About this task: Every line below that contains the word "bottle" must be copied.

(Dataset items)

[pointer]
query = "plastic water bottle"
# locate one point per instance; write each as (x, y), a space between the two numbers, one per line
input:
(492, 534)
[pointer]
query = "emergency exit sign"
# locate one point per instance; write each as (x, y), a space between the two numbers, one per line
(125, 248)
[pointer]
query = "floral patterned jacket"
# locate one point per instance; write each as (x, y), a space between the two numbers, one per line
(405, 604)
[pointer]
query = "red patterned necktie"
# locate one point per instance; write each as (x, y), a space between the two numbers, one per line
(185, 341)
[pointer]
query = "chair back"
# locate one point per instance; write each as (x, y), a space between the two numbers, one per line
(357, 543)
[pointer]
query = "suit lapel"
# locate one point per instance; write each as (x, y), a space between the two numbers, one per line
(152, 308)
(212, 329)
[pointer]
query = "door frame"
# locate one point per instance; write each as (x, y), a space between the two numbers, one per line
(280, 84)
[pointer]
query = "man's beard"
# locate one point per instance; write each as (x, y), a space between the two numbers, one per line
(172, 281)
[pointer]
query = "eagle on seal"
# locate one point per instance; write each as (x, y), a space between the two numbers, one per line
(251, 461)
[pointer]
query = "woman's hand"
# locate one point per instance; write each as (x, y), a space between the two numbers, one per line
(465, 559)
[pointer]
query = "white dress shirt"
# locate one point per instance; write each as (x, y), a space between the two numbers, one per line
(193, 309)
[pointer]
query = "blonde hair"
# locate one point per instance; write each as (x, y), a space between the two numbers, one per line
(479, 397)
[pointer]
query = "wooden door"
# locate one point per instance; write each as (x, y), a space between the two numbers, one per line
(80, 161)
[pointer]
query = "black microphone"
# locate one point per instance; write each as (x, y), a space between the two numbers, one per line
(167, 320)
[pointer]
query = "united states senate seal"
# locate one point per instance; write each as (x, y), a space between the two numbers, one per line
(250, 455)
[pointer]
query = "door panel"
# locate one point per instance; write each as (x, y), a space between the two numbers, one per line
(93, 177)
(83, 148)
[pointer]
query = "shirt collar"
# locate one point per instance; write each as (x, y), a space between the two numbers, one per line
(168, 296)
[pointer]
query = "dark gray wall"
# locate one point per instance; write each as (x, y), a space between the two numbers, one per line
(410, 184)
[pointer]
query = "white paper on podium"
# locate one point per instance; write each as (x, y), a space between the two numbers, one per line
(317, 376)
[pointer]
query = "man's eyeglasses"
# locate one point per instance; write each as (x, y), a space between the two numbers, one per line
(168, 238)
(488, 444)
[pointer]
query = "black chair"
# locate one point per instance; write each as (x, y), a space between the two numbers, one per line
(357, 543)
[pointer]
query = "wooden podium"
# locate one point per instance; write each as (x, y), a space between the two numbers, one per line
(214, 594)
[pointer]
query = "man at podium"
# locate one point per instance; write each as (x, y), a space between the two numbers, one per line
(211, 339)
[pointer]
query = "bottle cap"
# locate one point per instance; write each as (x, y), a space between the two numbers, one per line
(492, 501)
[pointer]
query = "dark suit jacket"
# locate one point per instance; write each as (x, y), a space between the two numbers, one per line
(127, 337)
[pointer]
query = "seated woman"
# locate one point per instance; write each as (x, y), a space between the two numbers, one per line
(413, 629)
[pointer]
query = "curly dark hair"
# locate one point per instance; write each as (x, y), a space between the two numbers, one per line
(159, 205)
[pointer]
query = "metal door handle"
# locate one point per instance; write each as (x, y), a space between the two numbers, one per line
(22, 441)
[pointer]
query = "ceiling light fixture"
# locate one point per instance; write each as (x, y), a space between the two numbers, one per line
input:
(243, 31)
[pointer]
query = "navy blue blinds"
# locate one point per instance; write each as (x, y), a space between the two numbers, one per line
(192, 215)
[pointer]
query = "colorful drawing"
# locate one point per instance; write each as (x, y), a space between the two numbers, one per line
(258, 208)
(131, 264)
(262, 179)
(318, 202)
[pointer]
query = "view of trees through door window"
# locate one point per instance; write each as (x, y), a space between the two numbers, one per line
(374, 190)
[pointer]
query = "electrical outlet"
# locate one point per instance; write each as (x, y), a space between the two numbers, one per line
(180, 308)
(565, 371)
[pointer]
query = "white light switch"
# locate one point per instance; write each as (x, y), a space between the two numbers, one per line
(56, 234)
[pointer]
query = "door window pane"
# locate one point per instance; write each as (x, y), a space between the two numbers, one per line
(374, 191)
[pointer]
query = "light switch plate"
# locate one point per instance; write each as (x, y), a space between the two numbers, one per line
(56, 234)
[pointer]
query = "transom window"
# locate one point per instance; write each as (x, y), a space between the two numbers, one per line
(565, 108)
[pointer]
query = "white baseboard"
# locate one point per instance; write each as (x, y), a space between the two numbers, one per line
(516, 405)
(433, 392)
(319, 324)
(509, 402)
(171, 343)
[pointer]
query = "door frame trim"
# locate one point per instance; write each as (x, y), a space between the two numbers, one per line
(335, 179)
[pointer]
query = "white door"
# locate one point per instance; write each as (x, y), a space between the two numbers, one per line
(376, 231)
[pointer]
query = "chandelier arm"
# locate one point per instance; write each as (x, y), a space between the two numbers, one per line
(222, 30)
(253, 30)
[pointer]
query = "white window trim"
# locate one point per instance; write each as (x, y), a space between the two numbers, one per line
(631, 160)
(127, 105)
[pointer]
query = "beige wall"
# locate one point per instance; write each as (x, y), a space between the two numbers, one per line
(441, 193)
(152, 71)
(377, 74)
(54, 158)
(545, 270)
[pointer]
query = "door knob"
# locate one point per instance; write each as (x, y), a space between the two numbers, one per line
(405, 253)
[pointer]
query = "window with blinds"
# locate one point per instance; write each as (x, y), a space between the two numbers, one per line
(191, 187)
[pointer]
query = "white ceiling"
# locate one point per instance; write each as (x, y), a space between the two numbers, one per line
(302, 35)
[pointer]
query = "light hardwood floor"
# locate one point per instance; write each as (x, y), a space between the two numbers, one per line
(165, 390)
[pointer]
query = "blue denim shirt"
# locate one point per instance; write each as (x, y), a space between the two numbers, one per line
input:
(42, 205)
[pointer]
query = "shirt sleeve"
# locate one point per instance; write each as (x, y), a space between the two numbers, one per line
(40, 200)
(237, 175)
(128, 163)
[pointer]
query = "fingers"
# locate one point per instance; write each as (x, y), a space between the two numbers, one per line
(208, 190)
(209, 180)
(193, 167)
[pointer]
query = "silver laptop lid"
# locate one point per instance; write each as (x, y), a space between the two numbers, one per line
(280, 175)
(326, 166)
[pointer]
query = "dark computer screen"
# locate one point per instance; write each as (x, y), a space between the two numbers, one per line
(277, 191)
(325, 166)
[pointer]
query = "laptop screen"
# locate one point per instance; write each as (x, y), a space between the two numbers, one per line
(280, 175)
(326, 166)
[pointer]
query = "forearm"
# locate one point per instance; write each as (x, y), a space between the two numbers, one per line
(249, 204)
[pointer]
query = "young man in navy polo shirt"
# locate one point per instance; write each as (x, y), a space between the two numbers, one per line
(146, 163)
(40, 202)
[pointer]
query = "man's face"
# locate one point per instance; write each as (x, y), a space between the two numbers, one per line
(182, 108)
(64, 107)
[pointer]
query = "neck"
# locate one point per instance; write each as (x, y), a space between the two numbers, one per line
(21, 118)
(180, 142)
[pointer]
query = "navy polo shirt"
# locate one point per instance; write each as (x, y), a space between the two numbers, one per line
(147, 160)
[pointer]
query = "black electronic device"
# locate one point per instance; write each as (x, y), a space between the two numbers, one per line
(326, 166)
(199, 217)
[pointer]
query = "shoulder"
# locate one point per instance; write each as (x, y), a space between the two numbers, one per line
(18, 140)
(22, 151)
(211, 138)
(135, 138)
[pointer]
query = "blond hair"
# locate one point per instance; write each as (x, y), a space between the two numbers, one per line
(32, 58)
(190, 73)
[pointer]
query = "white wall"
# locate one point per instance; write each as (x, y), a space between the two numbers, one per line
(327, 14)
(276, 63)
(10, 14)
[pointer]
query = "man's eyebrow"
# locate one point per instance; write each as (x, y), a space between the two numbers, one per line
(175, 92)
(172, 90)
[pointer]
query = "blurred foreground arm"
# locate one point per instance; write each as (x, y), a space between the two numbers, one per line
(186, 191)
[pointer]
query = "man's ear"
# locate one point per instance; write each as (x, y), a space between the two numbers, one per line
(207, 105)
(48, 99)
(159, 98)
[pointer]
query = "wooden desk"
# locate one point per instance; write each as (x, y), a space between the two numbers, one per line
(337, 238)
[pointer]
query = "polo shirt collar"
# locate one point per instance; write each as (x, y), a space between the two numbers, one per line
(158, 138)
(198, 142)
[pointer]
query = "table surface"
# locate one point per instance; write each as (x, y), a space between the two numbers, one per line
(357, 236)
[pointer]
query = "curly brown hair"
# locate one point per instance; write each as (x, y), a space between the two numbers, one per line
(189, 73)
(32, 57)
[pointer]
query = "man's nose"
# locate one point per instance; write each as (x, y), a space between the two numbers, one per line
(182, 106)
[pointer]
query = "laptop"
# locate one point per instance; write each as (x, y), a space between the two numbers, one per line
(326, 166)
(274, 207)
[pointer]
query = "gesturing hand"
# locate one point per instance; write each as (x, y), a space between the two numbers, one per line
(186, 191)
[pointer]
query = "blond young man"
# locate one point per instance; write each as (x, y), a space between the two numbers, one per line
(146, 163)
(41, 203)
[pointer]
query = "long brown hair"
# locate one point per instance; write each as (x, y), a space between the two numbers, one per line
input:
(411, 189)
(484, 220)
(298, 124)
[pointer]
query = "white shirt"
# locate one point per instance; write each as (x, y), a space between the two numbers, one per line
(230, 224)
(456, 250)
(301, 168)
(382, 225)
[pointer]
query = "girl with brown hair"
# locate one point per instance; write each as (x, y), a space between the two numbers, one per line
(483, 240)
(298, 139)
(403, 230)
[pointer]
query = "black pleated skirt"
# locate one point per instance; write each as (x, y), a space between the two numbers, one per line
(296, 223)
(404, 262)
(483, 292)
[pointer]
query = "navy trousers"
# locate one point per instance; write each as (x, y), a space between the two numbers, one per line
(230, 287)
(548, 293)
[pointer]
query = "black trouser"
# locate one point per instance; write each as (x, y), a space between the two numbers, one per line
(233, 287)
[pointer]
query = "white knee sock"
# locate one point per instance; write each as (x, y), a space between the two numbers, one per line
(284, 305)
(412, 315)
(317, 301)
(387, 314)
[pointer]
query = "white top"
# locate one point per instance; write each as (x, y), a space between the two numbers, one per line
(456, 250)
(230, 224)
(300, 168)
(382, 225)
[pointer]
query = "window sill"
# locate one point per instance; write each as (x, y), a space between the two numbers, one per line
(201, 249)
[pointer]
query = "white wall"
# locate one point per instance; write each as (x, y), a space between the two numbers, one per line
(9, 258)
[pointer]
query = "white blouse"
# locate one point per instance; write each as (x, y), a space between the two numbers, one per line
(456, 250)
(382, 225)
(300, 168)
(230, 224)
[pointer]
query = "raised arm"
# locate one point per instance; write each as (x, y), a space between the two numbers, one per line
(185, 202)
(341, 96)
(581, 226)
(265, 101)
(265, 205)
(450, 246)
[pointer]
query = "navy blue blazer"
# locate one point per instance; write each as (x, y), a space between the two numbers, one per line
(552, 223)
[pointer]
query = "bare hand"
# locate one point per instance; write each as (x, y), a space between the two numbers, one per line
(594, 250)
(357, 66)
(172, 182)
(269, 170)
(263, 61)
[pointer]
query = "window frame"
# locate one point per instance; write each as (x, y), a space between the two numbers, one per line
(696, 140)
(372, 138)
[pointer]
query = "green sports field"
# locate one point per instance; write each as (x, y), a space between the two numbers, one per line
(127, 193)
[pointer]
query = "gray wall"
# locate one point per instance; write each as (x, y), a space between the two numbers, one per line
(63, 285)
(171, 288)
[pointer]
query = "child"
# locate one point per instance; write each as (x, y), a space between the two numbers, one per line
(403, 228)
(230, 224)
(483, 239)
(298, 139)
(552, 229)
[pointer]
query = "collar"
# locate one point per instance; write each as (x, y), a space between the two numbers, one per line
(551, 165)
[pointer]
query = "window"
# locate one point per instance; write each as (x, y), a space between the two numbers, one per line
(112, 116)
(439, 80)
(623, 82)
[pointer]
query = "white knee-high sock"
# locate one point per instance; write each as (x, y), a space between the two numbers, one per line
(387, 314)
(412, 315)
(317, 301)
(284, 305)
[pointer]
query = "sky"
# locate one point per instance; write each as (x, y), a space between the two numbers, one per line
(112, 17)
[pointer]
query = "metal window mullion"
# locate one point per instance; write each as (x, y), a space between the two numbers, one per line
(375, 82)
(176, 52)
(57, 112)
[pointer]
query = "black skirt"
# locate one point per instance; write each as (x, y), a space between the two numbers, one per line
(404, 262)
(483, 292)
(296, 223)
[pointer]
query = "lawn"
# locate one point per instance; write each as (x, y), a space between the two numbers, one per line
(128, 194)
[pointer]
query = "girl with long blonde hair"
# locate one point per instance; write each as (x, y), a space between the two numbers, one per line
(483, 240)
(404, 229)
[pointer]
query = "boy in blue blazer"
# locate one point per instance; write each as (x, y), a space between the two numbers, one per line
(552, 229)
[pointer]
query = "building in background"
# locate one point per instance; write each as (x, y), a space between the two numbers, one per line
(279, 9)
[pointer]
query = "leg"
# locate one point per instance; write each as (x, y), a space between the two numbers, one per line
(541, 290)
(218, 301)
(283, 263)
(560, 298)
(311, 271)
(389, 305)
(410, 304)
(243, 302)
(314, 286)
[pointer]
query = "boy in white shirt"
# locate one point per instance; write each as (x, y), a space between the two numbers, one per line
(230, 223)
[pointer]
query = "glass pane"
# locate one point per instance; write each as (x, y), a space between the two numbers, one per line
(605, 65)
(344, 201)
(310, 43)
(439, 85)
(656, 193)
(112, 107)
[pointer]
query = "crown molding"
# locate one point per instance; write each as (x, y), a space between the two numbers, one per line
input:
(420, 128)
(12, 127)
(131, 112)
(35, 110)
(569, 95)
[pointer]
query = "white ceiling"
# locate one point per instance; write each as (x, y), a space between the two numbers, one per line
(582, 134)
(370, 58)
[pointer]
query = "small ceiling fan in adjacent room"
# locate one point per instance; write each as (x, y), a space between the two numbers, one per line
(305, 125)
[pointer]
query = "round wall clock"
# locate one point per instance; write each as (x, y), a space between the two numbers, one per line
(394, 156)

Result of the exercise:
query = "plastic water bottle"
query = "bottle cap"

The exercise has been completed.